YOUR TASK:
Repeat every record exactly as given.
━━━━━ EXCERPTED RECORDS
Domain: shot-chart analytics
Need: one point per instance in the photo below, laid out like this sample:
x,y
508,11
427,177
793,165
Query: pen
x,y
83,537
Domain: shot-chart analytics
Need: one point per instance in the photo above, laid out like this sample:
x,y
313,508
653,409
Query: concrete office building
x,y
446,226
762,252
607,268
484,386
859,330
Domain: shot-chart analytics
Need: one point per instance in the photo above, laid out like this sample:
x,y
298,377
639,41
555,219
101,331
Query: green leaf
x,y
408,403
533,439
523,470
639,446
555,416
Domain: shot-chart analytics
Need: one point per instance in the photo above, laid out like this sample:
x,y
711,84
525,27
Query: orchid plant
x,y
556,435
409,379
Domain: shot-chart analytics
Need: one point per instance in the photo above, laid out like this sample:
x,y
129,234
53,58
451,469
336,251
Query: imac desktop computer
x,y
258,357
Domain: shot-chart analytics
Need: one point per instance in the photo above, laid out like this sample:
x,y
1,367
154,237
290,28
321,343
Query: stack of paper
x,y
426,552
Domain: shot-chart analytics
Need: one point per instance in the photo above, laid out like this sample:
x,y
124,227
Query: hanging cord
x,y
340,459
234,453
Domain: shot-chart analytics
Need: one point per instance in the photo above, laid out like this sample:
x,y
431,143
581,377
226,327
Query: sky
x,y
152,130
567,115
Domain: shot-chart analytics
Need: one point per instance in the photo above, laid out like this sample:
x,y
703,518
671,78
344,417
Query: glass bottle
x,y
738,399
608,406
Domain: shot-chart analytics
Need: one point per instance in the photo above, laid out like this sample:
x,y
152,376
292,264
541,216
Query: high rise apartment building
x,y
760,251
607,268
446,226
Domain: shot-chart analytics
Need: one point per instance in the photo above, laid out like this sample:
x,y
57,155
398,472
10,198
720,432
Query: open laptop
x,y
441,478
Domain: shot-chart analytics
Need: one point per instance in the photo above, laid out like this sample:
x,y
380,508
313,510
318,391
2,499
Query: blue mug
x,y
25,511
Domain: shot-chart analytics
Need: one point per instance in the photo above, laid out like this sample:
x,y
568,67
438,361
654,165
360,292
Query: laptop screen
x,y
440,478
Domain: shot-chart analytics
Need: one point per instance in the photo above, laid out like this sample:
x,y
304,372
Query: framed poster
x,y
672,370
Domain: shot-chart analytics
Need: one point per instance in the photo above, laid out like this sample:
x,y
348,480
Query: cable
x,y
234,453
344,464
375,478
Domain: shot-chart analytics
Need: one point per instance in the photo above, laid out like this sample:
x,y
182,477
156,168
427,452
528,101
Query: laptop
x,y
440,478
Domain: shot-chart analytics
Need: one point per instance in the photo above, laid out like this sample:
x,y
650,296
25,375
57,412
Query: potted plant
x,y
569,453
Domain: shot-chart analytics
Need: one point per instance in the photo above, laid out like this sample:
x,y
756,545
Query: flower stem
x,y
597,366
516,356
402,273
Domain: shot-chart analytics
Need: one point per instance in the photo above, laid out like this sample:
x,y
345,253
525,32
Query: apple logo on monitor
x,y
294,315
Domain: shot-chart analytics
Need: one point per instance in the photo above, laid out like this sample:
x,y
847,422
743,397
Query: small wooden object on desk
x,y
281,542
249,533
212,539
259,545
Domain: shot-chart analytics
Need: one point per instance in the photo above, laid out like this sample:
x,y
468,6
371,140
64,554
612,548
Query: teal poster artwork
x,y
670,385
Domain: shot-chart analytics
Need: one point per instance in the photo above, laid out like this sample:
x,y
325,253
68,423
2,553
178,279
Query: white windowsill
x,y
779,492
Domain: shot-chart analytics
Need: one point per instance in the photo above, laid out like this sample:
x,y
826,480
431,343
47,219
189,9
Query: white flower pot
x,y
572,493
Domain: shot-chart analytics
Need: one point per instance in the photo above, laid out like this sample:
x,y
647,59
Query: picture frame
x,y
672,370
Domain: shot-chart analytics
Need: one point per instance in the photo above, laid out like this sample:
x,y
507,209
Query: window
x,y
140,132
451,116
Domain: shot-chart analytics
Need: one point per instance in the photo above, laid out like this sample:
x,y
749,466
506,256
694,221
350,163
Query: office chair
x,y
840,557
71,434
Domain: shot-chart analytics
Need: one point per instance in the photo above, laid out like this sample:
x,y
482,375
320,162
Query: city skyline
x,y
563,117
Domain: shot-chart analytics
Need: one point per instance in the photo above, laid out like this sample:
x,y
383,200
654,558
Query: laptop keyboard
━━━━━━━━━━
TASK ANSWER:
Domain: shot-chart analytics
Need: one point per instance in the photo below, laid out like this sample:
x,y
508,11
427,177
793,165
Query: pen
x,y
83,537
Domain: shot-chart analytics
Need: one point per instance in the photo above, laid out like this sample:
x,y
313,508
653,409
Query: concrete office building
x,y
446,226
762,252
607,268
484,386
859,330
Domain: shot-chart analytics
Need: one point per instance in the photo above, laid out like this sample:
x,y
298,377
639,41
555,219
101,331
Query: green leaf
x,y
408,403
533,439
523,470
639,446
555,416
Domain: shot-chart analytics
Need: one point per instance in the photo above, laid out like this sample:
x,y
711,84
525,27
Query: orchid plant
x,y
556,435
409,379
Domain: shot-chart analytics
Need: one point per instance in the photo above, laid out like this sample:
x,y
129,234
53,58
451,469
336,251
Query: imac desktop computer
x,y
258,357
Domain: shot-chart analytics
Need: one point per instance in the photo above, laid out like this sample:
x,y
1,367
154,237
290,28
321,343
Query: stack of paper
x,y
426,552
Domain: shot-chart analytics
Need: one point per instance in the photo above, laid out like this sample:
x,y
124,227
Query: hanging cord
x,y
340,459
234,453
Domain: shot-chart analytics
Need: one point per instance in the photo above, laid out like this sample:
x,y
431,143
581,377
226,327
Query: sky
x,y
152,130
567,115
Domain: shot-chart analytics
Need: one point per instance in the photo above, laid out like this sample:
x,y
703,518
671,78
344,417
Query: glass bottle
x,y
738,399
608,406
Domain: shot-chart analytics
Need: one point per instance in the photo above, laid out like this sample:
x,y
152,376
292,264
541,216
Query: high rise apartment building
x,y
760,251
607,268
446,226
Domain: shot-chart analytics
Need: one point per instance in the photo above, laid out like this sample:
x,y
57,155
398,472
10,198
720,432
Query: open laptop
x,y
441,478
Domain: shot-chart analytics
Need: one point per instance in the photo above, laid out like this sample:
x,y
380,508
313,510
318,391
2,499
Query: blue mug
x,y
25,511
Domain: shot-chart analytics
Need: one point per instance in the photo above, laid out like this sample:
x,y
568,67
438,361
654,165
360,292
Query: laptop screen
x,y
440,478
Domain: shot-chart analytics
Need: one point per instance in the photo above, laid out like this sample:
x,y
304,372
Query: framed poster
x,y
672,370
Domain: shot-chart analytics
Need: one point per instance in the photo above, laid out like this sample:
x,y
348,480
Query: cable
x,y
234,453
344,464
375,478
Domain: shot-chart analytics
Need: one point per instance in the photo above, laid out like this sample:
x,y
182,477
156,168
427,452
528,101
Query: laptop
x,y
440,478
Domain: shot-chart analytics
Need: one point per instance in the photo above, laid out like this sample:
x,y
650,296
25,375
57,412
Query: potted plant
x,y
569,453
Domain: shot-chart analytics
Need: one point per instance in the photo above, laid out like this sample:
x,y
756,545
Query: flower stem
x,y
597,366
516,356
402,273
Domain: shot-chart analytics
Need: one point per instance in the photo above, laid out like this sample:
x,y
345,253
525,32
Query: apple logo on monitor
x,y
294,315
Domain: shot-chart analytics
Need: one point per instance in the photo above, laid out like this sample:
x,y
847,422
743,397
Query: small wooden object on desk
x,y
281,542
249,533
212,539
259,545
Domain: shot-chart analytics
Need: one point per instance in the photo above, laid out like this sample:
x,y
468,6
371,140
64,554
612,548
Query: teal poster artwork
x,y
670,385
Domain: shot-chart analytics
Need: one point per instance in the photo above, laid out like this sample:
x,y
325,253
68,423
2,553
178,279
Query: white windowsill
x,y
779,492
Domain: shot-chart analytics
Need: one point per instance in the photo above, laid out like this sample:
x,y
826,480
431,343
47,219
189,9
Query: white flower pot
x,y
572,493
Domain: shot-chart analytics
Need: one point per instance in the photo above, laid out like this sample:
x,y
647,59
Query: picture frame
x,y
672,370
Domain: shot-chart analytics
Need: one point per instance in the photo above, laid out like this sample:
x,y
507,209
Query: window
x,y
140,132
451,116
Domain: shot-chart analytics
Need: one point per instance in the photo above, laid out like this sample:
x,y
749,466
506,256
694,221
350,163
Query: office chair
x,y
840,557
71,434
Domain: shot-chart analytics
Need: one point per instance in the photo above, laid out like this sample:
x,y
482,375
320,162
Query: city skyline
x,y
563,117
Domain: shot-chart analytics
Need: one point per instance in the photo above, laid out like this sample:
x,y
383,200
654,558
Query: laptop keyboard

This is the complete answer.